◆ **PROBLEM DESCRIPTION**
Gather every line of the material that holds the word "ground", and copy each one.

◆ **DATA SUPPLIED**
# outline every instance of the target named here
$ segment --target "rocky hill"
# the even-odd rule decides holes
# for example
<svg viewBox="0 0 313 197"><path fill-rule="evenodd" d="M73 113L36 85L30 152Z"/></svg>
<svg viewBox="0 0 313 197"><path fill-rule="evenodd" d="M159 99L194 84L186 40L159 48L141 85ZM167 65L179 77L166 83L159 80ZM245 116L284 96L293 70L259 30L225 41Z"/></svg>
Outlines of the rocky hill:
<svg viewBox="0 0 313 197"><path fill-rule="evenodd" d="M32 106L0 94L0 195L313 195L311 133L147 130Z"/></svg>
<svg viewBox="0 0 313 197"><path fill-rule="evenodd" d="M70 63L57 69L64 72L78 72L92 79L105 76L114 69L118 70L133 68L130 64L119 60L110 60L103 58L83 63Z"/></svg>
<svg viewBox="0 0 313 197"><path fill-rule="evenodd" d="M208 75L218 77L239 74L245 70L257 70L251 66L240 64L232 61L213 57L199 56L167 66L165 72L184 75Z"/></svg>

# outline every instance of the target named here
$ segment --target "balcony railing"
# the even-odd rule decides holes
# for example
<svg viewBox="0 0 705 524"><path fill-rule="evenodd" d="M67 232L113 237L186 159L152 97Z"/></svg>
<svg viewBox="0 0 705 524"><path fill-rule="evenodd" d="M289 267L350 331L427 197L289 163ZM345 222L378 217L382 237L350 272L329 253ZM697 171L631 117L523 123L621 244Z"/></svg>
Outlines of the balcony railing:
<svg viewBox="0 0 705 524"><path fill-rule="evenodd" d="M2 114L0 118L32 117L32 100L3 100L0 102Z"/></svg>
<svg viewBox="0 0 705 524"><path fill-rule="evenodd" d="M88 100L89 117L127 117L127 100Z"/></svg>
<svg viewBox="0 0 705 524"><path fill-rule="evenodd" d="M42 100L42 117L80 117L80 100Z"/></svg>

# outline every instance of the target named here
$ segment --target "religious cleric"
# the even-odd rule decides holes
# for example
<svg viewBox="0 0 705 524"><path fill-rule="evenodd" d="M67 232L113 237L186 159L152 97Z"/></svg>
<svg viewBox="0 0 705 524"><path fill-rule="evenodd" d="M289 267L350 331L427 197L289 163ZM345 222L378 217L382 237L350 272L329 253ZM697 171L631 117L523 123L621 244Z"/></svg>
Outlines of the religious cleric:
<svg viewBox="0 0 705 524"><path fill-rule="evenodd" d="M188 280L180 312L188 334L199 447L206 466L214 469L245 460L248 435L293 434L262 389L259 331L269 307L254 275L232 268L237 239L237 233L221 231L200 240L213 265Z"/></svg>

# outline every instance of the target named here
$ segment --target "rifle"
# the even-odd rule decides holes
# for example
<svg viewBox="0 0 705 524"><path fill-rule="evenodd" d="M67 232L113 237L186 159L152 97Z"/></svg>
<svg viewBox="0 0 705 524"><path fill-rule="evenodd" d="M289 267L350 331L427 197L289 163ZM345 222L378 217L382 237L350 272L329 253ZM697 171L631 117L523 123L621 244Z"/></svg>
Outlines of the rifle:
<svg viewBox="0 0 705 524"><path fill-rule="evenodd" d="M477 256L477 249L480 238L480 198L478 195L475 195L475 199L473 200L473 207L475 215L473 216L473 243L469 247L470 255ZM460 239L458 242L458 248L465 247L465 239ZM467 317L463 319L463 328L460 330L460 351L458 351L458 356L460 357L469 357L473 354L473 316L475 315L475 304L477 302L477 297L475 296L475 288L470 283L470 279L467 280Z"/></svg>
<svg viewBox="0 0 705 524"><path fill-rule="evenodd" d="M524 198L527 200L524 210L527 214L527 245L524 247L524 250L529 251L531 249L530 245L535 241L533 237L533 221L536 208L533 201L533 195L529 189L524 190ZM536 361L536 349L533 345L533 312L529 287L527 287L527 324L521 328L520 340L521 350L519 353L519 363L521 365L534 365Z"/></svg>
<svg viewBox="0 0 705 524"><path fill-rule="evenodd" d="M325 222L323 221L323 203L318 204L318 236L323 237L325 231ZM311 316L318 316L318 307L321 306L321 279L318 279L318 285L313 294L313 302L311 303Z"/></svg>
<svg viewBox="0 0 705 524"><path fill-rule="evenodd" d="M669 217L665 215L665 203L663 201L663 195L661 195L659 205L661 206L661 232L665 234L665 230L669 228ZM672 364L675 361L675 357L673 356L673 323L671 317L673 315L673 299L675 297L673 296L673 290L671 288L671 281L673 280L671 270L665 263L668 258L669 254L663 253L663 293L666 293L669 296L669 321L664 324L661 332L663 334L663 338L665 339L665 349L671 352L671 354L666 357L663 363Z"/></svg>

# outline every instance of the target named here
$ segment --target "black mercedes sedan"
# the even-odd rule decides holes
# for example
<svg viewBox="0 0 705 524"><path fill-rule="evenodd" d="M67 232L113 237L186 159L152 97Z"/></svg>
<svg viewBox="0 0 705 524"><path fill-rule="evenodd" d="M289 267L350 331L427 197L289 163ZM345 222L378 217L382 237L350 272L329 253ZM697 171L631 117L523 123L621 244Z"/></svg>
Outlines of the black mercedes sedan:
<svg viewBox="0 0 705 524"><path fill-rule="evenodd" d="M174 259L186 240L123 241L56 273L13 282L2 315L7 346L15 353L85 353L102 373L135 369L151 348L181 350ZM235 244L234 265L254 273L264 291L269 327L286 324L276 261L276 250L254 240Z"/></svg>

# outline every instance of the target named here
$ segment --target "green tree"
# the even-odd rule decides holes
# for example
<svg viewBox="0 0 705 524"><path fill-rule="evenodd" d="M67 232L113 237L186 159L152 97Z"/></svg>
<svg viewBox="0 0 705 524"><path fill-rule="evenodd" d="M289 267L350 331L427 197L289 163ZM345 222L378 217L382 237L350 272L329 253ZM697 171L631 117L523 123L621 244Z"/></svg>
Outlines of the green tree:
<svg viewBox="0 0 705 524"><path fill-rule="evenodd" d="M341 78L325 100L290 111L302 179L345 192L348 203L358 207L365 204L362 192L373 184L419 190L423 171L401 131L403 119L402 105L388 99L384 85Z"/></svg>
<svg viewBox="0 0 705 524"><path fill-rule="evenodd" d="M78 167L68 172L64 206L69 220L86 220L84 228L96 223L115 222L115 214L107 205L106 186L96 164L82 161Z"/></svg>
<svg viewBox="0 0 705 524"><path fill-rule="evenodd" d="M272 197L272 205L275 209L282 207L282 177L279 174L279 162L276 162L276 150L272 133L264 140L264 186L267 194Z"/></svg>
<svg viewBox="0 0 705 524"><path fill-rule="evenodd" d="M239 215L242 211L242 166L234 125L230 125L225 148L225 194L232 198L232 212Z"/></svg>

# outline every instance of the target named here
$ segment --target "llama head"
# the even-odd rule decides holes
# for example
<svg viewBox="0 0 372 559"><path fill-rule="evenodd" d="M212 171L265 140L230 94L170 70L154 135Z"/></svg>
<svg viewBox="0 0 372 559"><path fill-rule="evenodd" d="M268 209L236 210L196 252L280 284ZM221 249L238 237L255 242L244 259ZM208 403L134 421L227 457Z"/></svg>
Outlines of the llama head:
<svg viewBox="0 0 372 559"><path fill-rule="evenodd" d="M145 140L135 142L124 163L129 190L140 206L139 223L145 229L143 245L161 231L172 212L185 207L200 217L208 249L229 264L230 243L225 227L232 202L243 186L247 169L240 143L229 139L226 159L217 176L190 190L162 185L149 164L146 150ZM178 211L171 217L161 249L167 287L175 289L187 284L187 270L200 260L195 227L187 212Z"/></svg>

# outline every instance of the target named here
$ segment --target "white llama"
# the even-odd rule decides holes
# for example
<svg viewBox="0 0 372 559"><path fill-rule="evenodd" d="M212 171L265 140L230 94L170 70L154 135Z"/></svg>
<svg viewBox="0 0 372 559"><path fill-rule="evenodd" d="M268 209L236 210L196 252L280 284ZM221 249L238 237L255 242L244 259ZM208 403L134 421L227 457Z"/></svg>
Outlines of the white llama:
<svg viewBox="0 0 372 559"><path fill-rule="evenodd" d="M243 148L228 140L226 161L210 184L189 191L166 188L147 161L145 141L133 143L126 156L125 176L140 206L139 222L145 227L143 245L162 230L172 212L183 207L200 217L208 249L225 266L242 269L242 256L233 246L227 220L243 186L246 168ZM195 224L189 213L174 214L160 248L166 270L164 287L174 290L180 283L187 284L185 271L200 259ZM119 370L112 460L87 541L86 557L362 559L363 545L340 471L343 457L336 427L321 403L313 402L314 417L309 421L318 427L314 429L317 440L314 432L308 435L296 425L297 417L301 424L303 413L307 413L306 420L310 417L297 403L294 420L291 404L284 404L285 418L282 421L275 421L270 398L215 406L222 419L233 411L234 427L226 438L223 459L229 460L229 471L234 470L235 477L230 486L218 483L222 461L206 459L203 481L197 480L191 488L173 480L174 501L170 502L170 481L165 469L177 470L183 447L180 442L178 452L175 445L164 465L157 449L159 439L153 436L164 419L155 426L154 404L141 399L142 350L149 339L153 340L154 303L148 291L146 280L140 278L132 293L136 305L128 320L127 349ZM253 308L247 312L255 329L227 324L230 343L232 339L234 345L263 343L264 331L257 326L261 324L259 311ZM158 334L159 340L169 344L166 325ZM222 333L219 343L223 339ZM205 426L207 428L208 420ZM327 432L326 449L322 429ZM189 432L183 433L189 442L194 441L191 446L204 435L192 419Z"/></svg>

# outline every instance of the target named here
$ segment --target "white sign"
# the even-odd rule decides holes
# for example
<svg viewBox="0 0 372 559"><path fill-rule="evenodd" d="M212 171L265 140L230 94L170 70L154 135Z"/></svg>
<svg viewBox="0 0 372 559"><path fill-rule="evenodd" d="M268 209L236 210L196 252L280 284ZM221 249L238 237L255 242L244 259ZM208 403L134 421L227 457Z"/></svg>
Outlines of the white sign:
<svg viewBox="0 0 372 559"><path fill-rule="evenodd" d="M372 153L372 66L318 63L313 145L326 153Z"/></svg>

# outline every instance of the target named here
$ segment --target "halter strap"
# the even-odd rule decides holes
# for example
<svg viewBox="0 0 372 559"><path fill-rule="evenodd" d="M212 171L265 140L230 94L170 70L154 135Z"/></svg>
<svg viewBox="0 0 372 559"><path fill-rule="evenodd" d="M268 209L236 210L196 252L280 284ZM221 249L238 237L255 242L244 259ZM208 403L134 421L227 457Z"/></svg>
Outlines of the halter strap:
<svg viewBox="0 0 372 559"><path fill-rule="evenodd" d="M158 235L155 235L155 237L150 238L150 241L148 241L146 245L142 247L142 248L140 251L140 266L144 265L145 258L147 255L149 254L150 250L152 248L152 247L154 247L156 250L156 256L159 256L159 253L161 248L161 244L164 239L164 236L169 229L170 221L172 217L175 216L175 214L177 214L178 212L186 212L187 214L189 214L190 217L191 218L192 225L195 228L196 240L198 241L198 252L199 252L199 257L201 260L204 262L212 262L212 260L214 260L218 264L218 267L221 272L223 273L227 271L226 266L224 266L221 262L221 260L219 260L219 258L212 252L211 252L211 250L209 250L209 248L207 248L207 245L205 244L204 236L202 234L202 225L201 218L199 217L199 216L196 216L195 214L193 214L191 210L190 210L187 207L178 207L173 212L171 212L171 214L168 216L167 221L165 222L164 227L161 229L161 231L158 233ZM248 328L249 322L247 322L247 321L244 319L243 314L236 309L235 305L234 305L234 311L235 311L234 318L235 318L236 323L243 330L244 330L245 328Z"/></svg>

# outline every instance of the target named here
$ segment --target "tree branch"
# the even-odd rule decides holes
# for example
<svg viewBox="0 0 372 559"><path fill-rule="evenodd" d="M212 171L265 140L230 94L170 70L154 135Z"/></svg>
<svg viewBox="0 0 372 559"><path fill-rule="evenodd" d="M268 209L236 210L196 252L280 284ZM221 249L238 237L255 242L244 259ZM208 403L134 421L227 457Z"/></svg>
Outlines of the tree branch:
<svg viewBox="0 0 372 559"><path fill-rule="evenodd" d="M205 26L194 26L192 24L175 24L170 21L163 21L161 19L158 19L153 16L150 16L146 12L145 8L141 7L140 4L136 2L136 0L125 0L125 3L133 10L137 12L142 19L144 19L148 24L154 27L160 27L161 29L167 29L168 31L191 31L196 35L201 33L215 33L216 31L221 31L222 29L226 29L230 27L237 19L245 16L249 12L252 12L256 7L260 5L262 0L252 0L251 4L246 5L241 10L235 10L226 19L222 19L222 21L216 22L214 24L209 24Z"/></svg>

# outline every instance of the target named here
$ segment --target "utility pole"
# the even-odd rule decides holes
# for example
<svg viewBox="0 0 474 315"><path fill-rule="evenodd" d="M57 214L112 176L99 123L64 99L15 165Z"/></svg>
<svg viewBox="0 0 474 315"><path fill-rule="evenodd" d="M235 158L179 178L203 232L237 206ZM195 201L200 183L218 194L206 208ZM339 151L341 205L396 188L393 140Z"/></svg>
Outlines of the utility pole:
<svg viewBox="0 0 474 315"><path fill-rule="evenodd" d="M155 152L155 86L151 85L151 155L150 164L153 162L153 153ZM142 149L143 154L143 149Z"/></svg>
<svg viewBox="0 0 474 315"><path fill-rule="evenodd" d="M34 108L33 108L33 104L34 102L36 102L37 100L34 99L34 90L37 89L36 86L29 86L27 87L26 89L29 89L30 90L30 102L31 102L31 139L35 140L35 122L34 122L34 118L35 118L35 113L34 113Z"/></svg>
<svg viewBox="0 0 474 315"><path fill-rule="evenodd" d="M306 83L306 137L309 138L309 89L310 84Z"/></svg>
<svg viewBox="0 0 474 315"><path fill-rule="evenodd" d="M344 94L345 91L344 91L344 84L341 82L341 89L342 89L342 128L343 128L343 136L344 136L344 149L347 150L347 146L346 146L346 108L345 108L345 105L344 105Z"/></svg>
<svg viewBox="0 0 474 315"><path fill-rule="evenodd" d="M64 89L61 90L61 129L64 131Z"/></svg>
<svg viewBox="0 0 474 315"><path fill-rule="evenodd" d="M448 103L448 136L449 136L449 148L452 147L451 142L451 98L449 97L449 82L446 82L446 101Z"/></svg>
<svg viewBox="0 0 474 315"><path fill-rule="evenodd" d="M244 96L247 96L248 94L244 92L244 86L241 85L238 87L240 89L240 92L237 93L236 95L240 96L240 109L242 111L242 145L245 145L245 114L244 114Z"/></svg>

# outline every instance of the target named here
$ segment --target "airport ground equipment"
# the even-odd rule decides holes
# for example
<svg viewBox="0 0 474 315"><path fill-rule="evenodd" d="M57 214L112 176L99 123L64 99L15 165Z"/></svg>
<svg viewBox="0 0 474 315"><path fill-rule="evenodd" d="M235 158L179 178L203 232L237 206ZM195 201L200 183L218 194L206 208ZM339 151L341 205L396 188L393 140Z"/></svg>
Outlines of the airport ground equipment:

◆ **WRITTEN REPLY**
$ segment --target "airport ground equipment"
Outlines of the airport ground equipment:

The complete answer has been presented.